** Start EXTRACT TO READ **
Sandisk could not be reached immediately for comment.
SanDisk, which rejected Samsung's bid last month, on Monday posted a wider-than-expected quarterly loss and said it would sell some equipment to partner Toshiba in a bid to bolster its finances.
SanDisk had said Samsung's offer failed to recognise the "intrinsic" value of SanDisk's intellectual property. SanDisk CEO Eli Harari said on Monday that the two companies had not talked since September.
Analysts had been speculating that Samsung, fed up with SanDisk's unwillingness to negotiate at the current offer price, might withdraw its bid altogether.
"Samsung Elec probably has decided that as the memory chip market continues to weaken, the kind of price SanDisk was asking wasn't what they were willing to go along with," said Kim Young-june, an analyst at KTB Investment. "The fact that the macroeconomic environment continues to worsen and that the South Korean government has warned against big overseas M&A deals also probably weighed."
** End EXTRACT TO READ **
■ **SHORT TASK 1**: Keep only the lines of the listing that contain the string "wall", copying each one. Case counts.
The news extract above has no connection to the listing that follows it.
** Start DATA IN THIS EXERCISE **
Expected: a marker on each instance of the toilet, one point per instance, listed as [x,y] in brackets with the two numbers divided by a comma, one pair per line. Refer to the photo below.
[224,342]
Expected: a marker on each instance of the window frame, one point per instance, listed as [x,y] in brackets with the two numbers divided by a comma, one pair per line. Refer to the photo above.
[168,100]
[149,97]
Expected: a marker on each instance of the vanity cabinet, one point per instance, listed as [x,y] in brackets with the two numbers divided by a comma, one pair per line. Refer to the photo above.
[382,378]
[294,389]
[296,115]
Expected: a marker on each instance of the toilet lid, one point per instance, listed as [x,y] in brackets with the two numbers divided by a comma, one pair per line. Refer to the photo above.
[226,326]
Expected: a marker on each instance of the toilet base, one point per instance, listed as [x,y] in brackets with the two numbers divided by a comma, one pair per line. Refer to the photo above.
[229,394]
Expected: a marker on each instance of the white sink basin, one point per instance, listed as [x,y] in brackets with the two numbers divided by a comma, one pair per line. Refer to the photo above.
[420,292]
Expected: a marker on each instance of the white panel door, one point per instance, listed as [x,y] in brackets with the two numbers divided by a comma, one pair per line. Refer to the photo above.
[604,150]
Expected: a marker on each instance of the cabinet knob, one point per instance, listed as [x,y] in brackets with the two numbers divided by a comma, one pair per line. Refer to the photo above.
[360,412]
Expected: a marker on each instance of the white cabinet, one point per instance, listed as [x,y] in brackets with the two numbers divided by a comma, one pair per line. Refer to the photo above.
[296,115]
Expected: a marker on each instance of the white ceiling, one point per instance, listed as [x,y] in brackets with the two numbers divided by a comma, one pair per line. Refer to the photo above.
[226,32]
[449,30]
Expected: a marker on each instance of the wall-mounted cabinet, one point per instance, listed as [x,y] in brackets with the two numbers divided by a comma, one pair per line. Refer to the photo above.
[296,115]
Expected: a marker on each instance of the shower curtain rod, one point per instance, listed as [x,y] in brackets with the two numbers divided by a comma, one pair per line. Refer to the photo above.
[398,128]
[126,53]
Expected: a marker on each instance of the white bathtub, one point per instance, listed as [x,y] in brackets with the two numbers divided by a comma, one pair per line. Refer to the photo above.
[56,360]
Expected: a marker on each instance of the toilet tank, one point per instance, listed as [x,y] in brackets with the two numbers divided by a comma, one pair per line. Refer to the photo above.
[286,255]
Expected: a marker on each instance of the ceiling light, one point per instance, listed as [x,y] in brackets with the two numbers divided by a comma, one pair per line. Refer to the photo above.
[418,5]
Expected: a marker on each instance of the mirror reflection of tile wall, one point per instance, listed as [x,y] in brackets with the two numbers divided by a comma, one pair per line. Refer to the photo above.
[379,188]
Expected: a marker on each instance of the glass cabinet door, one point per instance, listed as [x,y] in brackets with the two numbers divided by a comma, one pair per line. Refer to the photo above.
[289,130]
** End DATA IN THIS EXERCISE **
■ **SHORT TASK 2**: Extend the news extract about Samsung's bid for SanDisk, picking up right after its final sentence.

■ **EXERCISE ANSWER 1**:
Expected: a marker on each instance of the wall-mounted cabinet, one point per instance, listed as [x,y] in brackets with the two numbers divided by a comma, one pair per line. Refer to the photo above.
Expected: a marker on each instance of the mirror reflection of tile wall, one point per instance, listed as [x,y] in brackets with the two numbers divided by a comma, one pair per line. Refer to the photo above.

■ **EXERCISE ANSWER 2**:
Still, analysts said the decision to drop the bid did not mean Samsung had abandoned its pursuit of SanDisk altogether.
"It doesn't necessarily mean Samsung is giving up SanDisk for good," said Song Myung-sup, analyst at HI Investment & Securities.
"SanDisk's deal with Toshiba makes it a cheaper target for Samsung ... worth less than $26 a share."
Shares in Samsung, South Korea's biggest company, rose 0.4 percent to 521,000, outperforming the broader market's 0.4 percent fall.